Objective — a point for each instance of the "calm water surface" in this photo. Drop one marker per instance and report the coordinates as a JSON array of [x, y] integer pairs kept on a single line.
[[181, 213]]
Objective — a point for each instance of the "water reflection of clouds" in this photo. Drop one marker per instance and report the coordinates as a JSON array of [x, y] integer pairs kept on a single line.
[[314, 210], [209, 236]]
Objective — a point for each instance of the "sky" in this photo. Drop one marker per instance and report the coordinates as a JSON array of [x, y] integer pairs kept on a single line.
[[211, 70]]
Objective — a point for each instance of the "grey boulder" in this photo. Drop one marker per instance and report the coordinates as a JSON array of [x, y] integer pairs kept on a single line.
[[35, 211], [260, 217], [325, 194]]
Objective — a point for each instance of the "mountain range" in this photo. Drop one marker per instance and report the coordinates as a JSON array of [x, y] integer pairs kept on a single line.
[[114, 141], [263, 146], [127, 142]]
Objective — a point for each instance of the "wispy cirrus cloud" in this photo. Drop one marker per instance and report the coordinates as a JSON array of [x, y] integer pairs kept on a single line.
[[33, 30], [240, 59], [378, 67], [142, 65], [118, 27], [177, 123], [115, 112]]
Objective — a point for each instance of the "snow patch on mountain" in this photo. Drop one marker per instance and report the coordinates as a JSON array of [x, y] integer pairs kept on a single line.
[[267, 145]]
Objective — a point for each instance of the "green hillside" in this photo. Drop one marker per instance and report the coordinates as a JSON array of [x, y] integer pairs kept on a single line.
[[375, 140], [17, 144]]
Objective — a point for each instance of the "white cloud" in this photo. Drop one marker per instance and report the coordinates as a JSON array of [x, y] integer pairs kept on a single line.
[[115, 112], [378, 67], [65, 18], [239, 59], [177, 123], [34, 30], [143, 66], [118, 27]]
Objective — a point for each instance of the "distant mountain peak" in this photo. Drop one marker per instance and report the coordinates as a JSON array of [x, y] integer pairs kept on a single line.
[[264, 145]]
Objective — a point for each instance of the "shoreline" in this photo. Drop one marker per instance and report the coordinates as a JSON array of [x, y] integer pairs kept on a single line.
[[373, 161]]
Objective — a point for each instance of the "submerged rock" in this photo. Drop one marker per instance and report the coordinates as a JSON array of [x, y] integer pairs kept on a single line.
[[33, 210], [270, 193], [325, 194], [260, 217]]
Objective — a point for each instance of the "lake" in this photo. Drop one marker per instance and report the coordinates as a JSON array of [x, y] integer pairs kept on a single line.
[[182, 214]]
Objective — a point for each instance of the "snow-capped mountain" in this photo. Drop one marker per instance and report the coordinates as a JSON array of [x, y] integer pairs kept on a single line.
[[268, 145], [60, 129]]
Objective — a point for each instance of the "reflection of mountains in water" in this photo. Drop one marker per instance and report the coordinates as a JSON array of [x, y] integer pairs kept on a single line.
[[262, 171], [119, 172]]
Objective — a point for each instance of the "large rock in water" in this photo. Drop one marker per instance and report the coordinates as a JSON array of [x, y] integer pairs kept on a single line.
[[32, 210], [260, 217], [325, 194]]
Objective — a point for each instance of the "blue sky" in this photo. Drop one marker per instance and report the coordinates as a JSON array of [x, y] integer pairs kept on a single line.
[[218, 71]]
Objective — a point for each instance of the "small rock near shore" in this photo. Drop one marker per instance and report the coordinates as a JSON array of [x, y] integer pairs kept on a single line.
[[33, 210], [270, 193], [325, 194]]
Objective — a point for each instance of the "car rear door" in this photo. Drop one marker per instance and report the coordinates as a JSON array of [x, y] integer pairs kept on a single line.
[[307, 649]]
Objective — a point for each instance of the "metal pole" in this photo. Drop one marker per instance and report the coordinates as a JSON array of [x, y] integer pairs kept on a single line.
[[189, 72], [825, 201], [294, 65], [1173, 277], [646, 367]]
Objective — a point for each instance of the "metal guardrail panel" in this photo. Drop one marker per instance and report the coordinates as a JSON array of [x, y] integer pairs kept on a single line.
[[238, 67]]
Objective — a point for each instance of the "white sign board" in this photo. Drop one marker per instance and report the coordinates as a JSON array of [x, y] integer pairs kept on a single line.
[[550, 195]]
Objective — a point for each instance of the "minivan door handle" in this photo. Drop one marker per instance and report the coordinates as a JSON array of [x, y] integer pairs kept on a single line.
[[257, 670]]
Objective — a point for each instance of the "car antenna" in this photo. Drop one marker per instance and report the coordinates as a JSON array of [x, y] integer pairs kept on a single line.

To do:
Your answer should be all of the records, transcribed exactly.

Output of the task:
Objective — a point for each instance of the "calm water surface" in this photo. Drop one marker per instance and report the coordinates as a JSON array of [x, y] integer pairs kept on a single line.
[[181, 213]]
Objective — a point for each instance of the "water reflection of clouds" in this photo. Drop one marker per instance and report the coordinates as a JSON array of [x, y] integer pairs kept on a single line.
[[314, 210], [209, 236]]
Objective — a point for each instance of the "sky" in this photo. Drop one marker per instance and report the coordinates as a JSON array of [x, y] integer pairs kept on a single line.
[[211, 70]]
Objective — a point for each instance of the "grey boulder" in this photo. Drop one marker per instance and report the coordinates as a JSON array of [x, y] integer pairs kept on a single line.
[[35, 211], [260, 217], [325, 194]]
Objective — a point for each instance of the "mountain range" in this photo. Drop one marker per instance and report the coordinates as a JSON array of [x, y] integer pairs kept on a single line.
[[114, 141], [263, 146], [127, 142]]
Objective — a point for each instance of the "wispy cirrus cloud" in this photo. Drop one marker per instance and report the coordinates as a JSON array of [x, y] integer pairs kept on a single line.
[[33, 30], [240, 59], [378, 67], [142, 65], [118, 27], [177, 123], [115, 112]]
Objective — a point for each instance of the "snow patch on mountain" in this photo. Drop one marker per instance and report the coordinates as a JSON array of [x, y] integer pairs kept on a single line.
[[267, 145]]
Objective — a point for each instance of the "green hillside" in this photo. Drop one marker per instance and report the coordinates as a JSON array of [x, y] integer pairs kept on a single line.
[[375, 140], [17, 144]]
Objective — a point for each instance of the "white cloud" in this photo. Drop one marker per instance and report the coordinates as a JSON array of [x, y] integer pairs kept on a single line.
[[115, 112], [378, 67], [65, 18], [239, 59], [177, 123], [34, 30], [143, 66], [118, 27]]
Objective — a point for each instance of the "distant mountain peak" in this photo. Drop one marker per instance and report the coordinates as a JSON array of [x, y] integer pairs kept on a single line.
[[264, 145]]
Objective — a point for each instance of the "shoreline" in this photo. Drop one marker per instance and report the coordinates as a JSON array of [x, y] integer pairs kept on a single line.
[[373, 161]]
Objective — a point for each instance of the "submerged rock" in this photo. Drop one marker per instance and report the coordinates as a JSON array of [x, y] integer pairs kept on a single line.
[[33, 210], [270, 193], [325, 194], [260, 217]]
Objective — a point for each instance of the "lake" in this photo. Drop one marker per instance and report the coordinates as a JSON array of [x, y] integer pairs kept on a single line.
[[182, 214]]
Objective — a point for each instance of the "snow-capped mountain" in this photo. Drop one marker per instance and report the coordinates as a JSON array of [x, y] integer pairs kept on a single line.
[[268, 145], [60, 129]]
Objective — a point for each instance of the "reflection of mountains in water" in this photo. Drop one marker per instance and report the coordinates as a JSON array of [x, y] integer pairs kept on a single line.
[[262, 171], [119, 172]]
Objective — a point for each instance of the "large rock in water" in this photo. Drop one marker per instance and report the coordinates as a JSON array of [x, y] integer pairs kept on a single line.
[[32, 210], [260, 217], [325, 194]]
Objective — a point for each instance of the "blue sky" in this photo. Drop one marker per instance and report the coordinates as a JSON array of [x, y] integer pairs kept on a single line.
[[218, 71]]
Objective — a point for each instance of the "small rock near shore" in this photo. Drop one marker per instance and report the coordinates as a JSON array of [x, y] integer pairs kept on a single line.
[[33, 210], [270, 193], [325, 194]]
Objective — a point for each instance of the "car rear door" in this photo. Drop one marker per instance and report the coordinates as a JSON array of [x, y] integer pairs kept on a single line.
[[307, 649]]
Objective — a point for each instance of the "metal pole" in this photo. Drop one marker per instance and report the coordinates as a JSON array of [x, y] integer pairs kept on a single line.
[[189, 72], [825, 201], [294, 65], [1173, 277], [646, 367]]
Objective — a point for each instance of the "metal guardrail panel" in this photo. Drop one marker per instance and report the coordinates as a JSON array of [x, y] integer pairs kept on a single line.
[[238, 67]]
Objective — a point for each instance of the "white sign board" in this photo. Drop one marker per instance and report the coordinates as a JSON array of [x, y] integer pairs kept on a single line.
[[550, 195]]
Objective — a point for each instance of the "minivan door handle" in this photo. Drop one marker per instance and report the coordinates as a JSON array of [x, y] integer pairs kept on a single line.
[[257, 670]]
Objective — a point for each instance of the "car antenna" in this photo. Drop one marker per instance and report the coordinates as a JSON array of [x, y] integer pairs kept on a single line.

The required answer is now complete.